**Request:** Please retype the records below exactly, leaving out any pictures.
☆ ☆ ☆ ☆
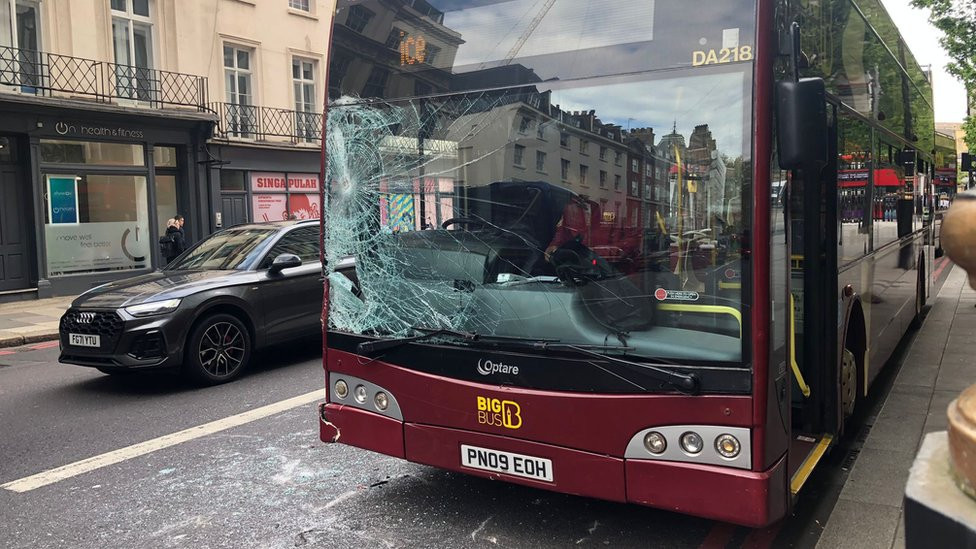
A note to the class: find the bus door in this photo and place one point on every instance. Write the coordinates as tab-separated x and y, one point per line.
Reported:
813	207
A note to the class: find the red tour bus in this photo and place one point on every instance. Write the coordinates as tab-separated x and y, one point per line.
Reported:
566	248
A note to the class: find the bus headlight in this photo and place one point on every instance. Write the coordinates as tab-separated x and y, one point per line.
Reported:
691	443
341	389
727	446
381	401
655	442
360	394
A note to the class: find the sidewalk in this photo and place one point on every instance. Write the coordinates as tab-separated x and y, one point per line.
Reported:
31	321
939	365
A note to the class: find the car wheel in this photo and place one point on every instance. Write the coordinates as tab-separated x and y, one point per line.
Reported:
218	350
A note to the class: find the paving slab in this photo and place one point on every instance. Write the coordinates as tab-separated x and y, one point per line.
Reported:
896	430
921	374
879	476
31	321
908	398
859	525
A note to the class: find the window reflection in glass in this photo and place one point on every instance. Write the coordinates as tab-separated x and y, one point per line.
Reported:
91	152
109	229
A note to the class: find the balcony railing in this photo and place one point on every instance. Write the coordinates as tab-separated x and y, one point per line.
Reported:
259	123
53	75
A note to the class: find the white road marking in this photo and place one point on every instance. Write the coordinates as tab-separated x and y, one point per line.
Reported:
58	474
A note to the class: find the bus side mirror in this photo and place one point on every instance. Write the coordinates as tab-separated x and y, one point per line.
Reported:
801	123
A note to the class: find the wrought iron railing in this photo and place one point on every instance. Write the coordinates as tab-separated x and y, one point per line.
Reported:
260	123
53	75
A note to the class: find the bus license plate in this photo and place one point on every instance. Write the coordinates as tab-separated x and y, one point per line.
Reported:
84	340
506	462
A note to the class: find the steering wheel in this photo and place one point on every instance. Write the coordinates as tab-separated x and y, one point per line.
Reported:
462	221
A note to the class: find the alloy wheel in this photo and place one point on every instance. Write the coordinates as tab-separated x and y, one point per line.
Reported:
222	350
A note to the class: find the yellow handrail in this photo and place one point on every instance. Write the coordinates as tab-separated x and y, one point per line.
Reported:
804	388
692	308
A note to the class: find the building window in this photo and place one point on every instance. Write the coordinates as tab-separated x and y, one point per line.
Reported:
358	18
132	44
164	157
395	38
19	29
430	54
376	83
89	217
241	114
337	71
303	80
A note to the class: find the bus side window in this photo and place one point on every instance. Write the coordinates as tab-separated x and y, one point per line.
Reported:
854	163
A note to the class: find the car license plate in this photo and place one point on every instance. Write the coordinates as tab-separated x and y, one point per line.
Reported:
506	462
84	340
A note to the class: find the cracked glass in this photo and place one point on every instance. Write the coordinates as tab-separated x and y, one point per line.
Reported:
435	216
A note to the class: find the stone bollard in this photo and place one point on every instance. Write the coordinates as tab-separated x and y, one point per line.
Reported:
940	498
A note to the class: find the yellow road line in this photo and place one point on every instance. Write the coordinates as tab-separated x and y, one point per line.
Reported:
58	474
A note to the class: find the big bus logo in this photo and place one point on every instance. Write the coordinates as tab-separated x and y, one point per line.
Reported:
499	413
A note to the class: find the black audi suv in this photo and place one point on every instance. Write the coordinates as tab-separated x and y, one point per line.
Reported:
205	313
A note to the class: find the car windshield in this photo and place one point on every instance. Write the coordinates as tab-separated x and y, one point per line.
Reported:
231	249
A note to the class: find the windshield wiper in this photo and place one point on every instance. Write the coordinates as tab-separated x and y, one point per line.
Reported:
375	346
685	383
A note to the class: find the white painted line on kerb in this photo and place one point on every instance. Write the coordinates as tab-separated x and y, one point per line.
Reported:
58	474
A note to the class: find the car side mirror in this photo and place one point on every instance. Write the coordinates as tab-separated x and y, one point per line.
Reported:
285	261
801	129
☆ ☆ ☆ ☆
**Exercise answer:**
A note to the class: find the bus door in this photo and place one point on every instance. Write the coordinates as tab-separated x and y, one point per line.
Reported:
813	207
A note to the class: find the red tour bus in this photo and place one point on every instance. Write the coordinates as tab-separated x and y, one point per line.
Reported:
566	248
A note to the class: find the bus headlight in this photo and place one point on every instance. Write the coordinates as tab-separated x and y, one point per line.
Reported:
691	443
341	389
727	446
381	401
655	442
360	394
A note to the class: find the sidewalk in this photo and place one point on every instance. Write the coordinates as tab-separated x and y, one point per line.
Reported:
31	321
939	365
A note to the class: find the car wheel in this photo and place one point on every instance. Write the coordinates as tab-separated x and y, one point per line.
Reported:
218	350
A note to the class: find the paving slab in this photo and place one point on every instance. Write the coordinates as tab-separated x and y, one point per line.
Reported:
896	430
921	374
879	476
31	321
908	398
859	525
A note to the class: find the window reflection in glass in this photo and place one point on every instance. Write the coordinates as tab-separated x and y, one point per line.
Reported:
91	152
109	229
A note to the class: find the balcony railing in this photo and place one point on every instance. Write the coordinates as tab-separated x and y, one point per line.
Reported:
259	123
53	75
A note to the class: find the white road marking in this photo and place one point on every instance. Write the coordinates as tab-separated x and y, one point per line.
Reported:
58	474
A note to the class: find the bus side mirror in this photo and place one point on every instance. Write the coordinates as tab-separated x and y, one point per line.
Reported:
801	123
A note to the class: find the wrought iron railing in this photo and place one point on every instance. Write the coordinates as tab-separated x and y, one point per line.
Reported:
260	123
53	75
A note to the class: find the bus license plate in this photo and place one point on every instance. Write the coordinates as tab-separated x and y, one point per line.
Reported:
84	340
506	462
A note to the class: find the steering wheel in this photo and place one point on every instance. Write the coordinates as tab-separated x and y, one point per line.
Reported:
462	221
A note to the class: find the alloy wheel in this photo and place one point on every instance. Write the coordinates as tab-separated x and y, one point per line.
Reported:
222	350
A note to the class: find the yellow handrail in this photo and place one point on every instance. Write the coordinates as tab-separated x and y, one point per line.
Reported:
804	388
692	308
A note to the class: find the building window in this photo and place one point on every instance. Write the coordinates as tab-separated x and y, one point per line.
Reported:
358	18
132	44
164	157
395	38
19	29
430	54
376	83
89	217
241	114
337	71
303	80
A note to the class: find the bus side window in this photo and place one point on every instance. Write the coordinates as tab-separated x and y, one point per line.
Reported:
854	163
A note to the class: find the car license plate in this photo and place one point on every instance. Write the coordinates as tab-separated x and y, one point per line.
Reported:
506	462
84	340
A note to the class: find the cracked glass in this photo and place one point on every instance. Write the coordinates as tab-separated x and y, one point per line.
Reported:
435	216
A note to the class: find the stone bollard in this photo and place one point on every instance. Write the coordinates as tab-separated x and y, one point per line.
Reported:
940	498
A note to the class: find the yellow road line in this photo and place one point on every instance. Write the coordinates as tab-separated x and y, one point per line.
Reported:
58	474
A note to the class: find the big bus logo in this photo and place one point on every instance. Write the coordinates as tab-separated x and y, one point per line.
Reported:
499	413
A note to the class: find the black audi suv in this photo and place one point on every instance. Write the coordinates as tab-separated x and y, one point per line.
Reported:
205	313
A note to the class: find the car windshield in this photo and place one point on every instance. Write the coordinates as tab-separated x and y, one point per line.
Reported:
231	249
A note to the class: find the windshield wiper in this photo and place one point on every instance. Write the coordinates as tab-separated x and y, one point per line.
Reported:
375	346
685	383
A note to the class: find the white painted line on kerb in this photo and place one point on every instance. Write the coordinates as tab-separated x and y, one point per line.
Reported:
58	474
A note to the class: find the car side mirror in this photo and place one point on every instance. Write the coordinates as tab-separated x and y, one point per line.
Reported:
285	261
801	129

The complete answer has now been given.